▸ **REQUIRED ACTION**: In your reply, reproduce every line of the data without any alteration.

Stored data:
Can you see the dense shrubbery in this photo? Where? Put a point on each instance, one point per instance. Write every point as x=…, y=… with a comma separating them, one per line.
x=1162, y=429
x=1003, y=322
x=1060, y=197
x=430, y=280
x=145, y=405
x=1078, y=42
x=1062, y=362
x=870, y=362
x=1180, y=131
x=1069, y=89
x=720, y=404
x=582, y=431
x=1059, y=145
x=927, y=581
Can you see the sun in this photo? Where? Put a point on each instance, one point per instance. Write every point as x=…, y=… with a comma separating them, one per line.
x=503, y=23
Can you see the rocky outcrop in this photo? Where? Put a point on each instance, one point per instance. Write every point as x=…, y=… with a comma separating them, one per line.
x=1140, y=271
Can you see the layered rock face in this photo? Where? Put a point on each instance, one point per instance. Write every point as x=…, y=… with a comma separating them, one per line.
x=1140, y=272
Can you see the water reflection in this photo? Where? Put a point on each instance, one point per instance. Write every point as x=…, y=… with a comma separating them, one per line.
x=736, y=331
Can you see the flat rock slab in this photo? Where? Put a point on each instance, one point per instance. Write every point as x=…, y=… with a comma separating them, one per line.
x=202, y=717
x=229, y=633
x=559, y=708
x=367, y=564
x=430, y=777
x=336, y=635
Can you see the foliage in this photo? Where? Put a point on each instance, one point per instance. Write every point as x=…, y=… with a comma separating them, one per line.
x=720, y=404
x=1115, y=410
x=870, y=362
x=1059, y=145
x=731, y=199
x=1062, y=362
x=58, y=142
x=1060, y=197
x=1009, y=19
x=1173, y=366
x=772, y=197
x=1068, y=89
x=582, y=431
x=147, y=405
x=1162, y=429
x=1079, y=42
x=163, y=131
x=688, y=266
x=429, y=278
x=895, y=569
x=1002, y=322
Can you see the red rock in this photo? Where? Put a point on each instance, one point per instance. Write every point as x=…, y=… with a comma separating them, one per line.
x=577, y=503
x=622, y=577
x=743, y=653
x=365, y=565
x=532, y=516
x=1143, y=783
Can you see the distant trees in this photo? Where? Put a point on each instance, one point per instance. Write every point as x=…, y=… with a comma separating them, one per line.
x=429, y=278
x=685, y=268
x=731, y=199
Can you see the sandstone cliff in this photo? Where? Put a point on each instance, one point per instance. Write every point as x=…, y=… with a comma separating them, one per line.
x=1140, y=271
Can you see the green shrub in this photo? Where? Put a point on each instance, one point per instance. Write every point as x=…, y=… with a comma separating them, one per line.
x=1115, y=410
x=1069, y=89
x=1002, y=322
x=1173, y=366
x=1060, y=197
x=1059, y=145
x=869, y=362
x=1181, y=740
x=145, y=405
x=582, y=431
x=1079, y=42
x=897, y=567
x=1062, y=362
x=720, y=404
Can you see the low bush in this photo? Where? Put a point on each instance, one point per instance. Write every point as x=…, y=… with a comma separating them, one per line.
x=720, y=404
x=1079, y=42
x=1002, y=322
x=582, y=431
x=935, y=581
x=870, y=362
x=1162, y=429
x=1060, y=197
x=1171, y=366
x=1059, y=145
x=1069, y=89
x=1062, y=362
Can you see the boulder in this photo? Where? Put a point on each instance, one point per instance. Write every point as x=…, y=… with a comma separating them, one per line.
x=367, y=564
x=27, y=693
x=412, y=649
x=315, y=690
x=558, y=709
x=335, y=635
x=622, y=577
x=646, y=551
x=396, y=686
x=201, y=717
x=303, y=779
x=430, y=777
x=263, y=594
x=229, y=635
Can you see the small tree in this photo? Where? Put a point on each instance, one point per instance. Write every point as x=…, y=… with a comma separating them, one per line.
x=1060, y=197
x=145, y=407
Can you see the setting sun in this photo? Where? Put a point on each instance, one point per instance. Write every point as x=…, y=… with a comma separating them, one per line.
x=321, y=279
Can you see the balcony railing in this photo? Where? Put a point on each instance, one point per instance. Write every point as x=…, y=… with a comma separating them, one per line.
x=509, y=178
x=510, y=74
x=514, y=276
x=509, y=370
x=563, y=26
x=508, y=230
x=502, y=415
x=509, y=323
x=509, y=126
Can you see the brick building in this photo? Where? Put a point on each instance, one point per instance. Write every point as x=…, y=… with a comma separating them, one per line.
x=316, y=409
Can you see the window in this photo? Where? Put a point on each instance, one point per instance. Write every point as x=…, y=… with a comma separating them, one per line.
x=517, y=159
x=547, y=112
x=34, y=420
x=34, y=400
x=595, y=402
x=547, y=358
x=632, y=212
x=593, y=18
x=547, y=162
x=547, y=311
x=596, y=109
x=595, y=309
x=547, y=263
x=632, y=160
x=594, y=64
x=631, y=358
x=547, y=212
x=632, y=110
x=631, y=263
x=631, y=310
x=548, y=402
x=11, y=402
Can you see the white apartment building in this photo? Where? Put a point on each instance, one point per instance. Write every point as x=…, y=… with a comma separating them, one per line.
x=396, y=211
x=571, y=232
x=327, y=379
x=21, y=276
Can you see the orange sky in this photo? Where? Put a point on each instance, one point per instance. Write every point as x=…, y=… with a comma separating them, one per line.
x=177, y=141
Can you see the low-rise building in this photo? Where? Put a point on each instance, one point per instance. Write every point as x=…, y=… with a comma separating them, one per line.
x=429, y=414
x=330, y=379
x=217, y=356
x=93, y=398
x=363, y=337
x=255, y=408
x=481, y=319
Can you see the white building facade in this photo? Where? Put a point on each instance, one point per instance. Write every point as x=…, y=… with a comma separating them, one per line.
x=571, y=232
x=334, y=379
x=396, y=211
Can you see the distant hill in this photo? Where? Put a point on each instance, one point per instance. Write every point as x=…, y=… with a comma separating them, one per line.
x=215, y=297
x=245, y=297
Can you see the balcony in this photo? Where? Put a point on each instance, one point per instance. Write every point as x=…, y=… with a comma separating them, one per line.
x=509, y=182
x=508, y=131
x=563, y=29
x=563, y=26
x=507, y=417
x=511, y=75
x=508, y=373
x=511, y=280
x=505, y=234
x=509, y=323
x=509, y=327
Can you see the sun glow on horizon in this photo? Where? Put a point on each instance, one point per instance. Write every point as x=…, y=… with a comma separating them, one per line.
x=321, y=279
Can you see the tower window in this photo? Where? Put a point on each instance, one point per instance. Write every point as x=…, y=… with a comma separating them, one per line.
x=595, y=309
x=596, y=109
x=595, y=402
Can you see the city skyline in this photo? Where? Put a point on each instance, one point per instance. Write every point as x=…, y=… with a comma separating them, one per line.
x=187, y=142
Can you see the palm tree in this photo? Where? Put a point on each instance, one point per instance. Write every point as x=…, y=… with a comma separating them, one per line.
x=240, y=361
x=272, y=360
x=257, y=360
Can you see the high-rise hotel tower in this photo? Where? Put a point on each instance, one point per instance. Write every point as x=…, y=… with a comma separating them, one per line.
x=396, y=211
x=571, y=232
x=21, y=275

▸ **YOUR RESPONSE**:
Can you see the dense shrubbery in this photo? Where? Put a point on each instance, one point per instance. Write every point as x=…, y=… with a comma separating them, one per line.
x=1162, y=429
x=1003, y=322
x=1060, y=197
x=430, y=280
x=145, y=405
x=1078, y=42
x=1062, y=362
x=870, y=362
x=1180, y=131
x=1069, y=89
x=720, y=404
x=582, y=431
x=1059, y=145
x=927, y=581
Can you see the sun in this photo? Where? Put a point on each instance, one point per instance. Write every point as x=…, y=… with a comma separating them, one per line.
x=503, y=23
Can you see the rocky outcrop in this photo? Where? Put a point on each instance, one point per instance. Write every point as x=…, y=… with a comma separating them, one per line.
x=1140, y=271
Can you see the layered rock face in this photo? Where? Put a point on each instance, one point per instance. Write every point as x=…, y=… with a comma separating them, one per line.
x=1140, y=272
Can you see the water reflection in this photo? Where? Put a point on each instance, one point per instance. Write every point as x=…, y=… with a comma separating them, one per line.
x=736, y=331
Can you see the flat rock slab in this photo? Where? Put a point on each instance, one point per instance. Write every point as x=…, y=… with a comma separating them, one per line.
x=202, y=717
x=229, y=633
x=559, y=708
x=367, y=564
x=430, y=777
x=336, y=635
Can you see the foliage in this photo? Where? Put a point on each instance, one point per instance. Write every point as x=…, y=… with a comma separating them, one per line.
x=720, y=404
x=1115, y=410
x=870, y=362
x=1059, y=145
x=731, y=199
x=1062, y=362
x=58, y=142
x=1060, y=197
x=1009, y=19
x=1173, y=366
x=772, y=197
x=1068, y=89
x=582, y=431
x=147, y=405
x=1162, y=429
x=1079, y=42
x=163, y=131
x=688, y=266
x=429, y=278
x=895, y=569
x=1002, y=322
Can you see the red rock in this photo? Where? Put a point on each instance, one point per instance. Write every point as x=…, y=… with a comma separating them, one per line.
x=577, y=503
x=622, y=577
x=743, y=653
x=365, y=565
x=532, y=516
x=1143, y=783
Can you see the distant trees in this photo? Where? Put a point on each instance, one point per instance. Write every point as x=…, y=… with a comma separating them, one per line.
x=429, y=278
x=685, y=268
x=731, y=199
Can you see the sandstone cliff in this photo? Where? Put a point on each instance, one point per instance. Write every point as x=…, y=… with a comma separating them, one per line.
x=1140, y=271
Can you see the green shrub in this photo? Where? Put a point on each instance, one point per instance. Write every point as x=…, y=… with a comma separating them, one per line.
x=1115, y=410
x=1069, y=89
x=1002, y=322
x=1173, y=366
x=1060, y=197
x=1059, y=145
x=869, y=362
x=1181, y=740
x=145, y=405
x=582, y=431
x=1079, y=42
x=897, y=567
x=1062, y=362
x=720, y=404
Can you see the low bush in this photo? Where? Put a point on each instance, one point per instance. Write every point as x=…, y=… with a comma separating them, one per line.
x=720, y=404
x=1079, y=42
x=1002, y=322
x=582, y=431
x=935, y=581
x=870, y=362
x=1162, y=429
x=1060, y=197
x=1171, y=366
x=1059, y=145
x=1069, y=89
x=1062, y=362
Can you see the boulder in this photo? Where? Put a point on each instance, one point per instance. Write every point as x=…, y=… with a comma separating them, one per line.
x=367, y=564
x=27, y=693
x=412, y=649
x=315, y=690
x=558, y=709
x=335, y=635
x=622, y=577
x=646, y=551
x=396, y=686
x=201, y=717
x=303, y=779
x=430, y=777
x=263, y=594
x=229, y=635
Can you see the small tree in this photo? Where? Put a point on each instance, one point per instance. Write every point as x=…, y=… with a comma separating them, one per line.
x=1060, y=197
x=145, y=407
Can you see the setting sun in this photo? Where? Put a point on each instance, one point per instance. Write every point as x=…, y=… with a comma separating them, one per line.
x=321, y=279
Can you see the balcony railing in this photo? Where? Put a point on each instance, one point per instance. Write every point as x=…, y=… with a comma separating them, one per line.
x=509, y=178
x=510, y=74
x=514, y=276
x=509, y=370
x=563, y=26
x=508, y=230
x=502, y=415
x=509, y=323
x=509, y=126
Can you see the brick building in this photo? Where? Put a point on each instance, one point per instance. Write every point as x=…, y=… with a comma separating them, one per line.
x=316, y=409
Can you see the window in this photo? Where? Put a point on each instance, one point per instance. Write every point as x=…, y=… with a comma separating them, one per line.
x=517, y=159
x=547, y=112
x=34, y=420
x=34, y=400
x=595, y=402
x=547, y=358
x=632, y=212
x=593, y=18
x=547, y=162
x=547, y=311
x=596, y=109
x=595, y=309
x=547, y=263
x=632, y=160
x=594, y=64
x=631, y=358
x=547, y=212
x=632, y=110
x=631, y=263
x=631, y=310
x=548, y=402
x=11, y=402
Can you see the white apartment building in this photo? Where? Put a point on each instance, one point per instance. Write every point as x=…, y=… with a comma separating them, one per line.
x=396, y=211
x=571, y=232
x=327, y=379
x=21, y=276
Can you see the orange sky in this photo? Where? Put a point on each instance, one point per instance. Write every point as x=…, y=… with a comma separating them, one per line.
x=177, y=141
Can you see the low-rise building in this photo? Where? Put a point on each instance, one point per instance. Write every point as x=…, y=… with a comma separating them, one per line.
x=429, y=414
x=330, y=379
x=217, y=356
x=93, y=398
x=363, y=337
x=255, y=408
x=481, y=319
Can you see the white building facade in this photo? Where? Put a point on each instance, one point per instance. Write every point as x=…, y=… with a comma separating them, one per line.
x=571, y=232
x=334, y=379
x=396, y=211
Can you see the distant hill in this photo? Where? Put a point on each instance, one point per instance. Write every point as x=…, y=… with a comma separating them, one per line.
x=215, y=297
x=245, y=297
Can you see the balcony in this photo? Where? Put a point on each instance, one point per instance. Write every point as x=…, y=… with a comma separating them, one per line.
x=509, y=182
x=508, y=131
x=563, y=29
x=563, y=26
x=507, y=417
x=511, y=75
x=508, y=373
x=511, y=280
x=505, y=234
x=509, y=323
x=509, y=327
Can you see the sun glow on horizon in this photo? Where? Put a point on each instance, one point per instance. Write every point as x=…, y=… with a comma separating them, one per line.
x=321, y=279
Can you see the tower window in this photo? Where? Put a point on each instance, one point per instance. Write every point as x=…, y=… with a comma separating them, one per line.
x=595, y=309
x=596, y=109
x=595, y=402
Can you see the city skyline in this photo? Where? Put a point on each instance, one point per instance. Write every point as x=…, y=… with a comma separating them, one per line.
x=187, y=142
Can you see the palm tree in this photo? Where? Put a point on each instance, one point per instance. Write every point as x=…, y=… with a comma separating them, one per line.
x=240, y=361
x=272, y=360
x=257, y=360
Can you see the high-rise hotel tower in this photo? Where? Put a point on each instance, one point per instance. Write every point as x=…, y=… with a comma separating them, one per line.
x=396, y=211
x=571, y=232
x=21, y=275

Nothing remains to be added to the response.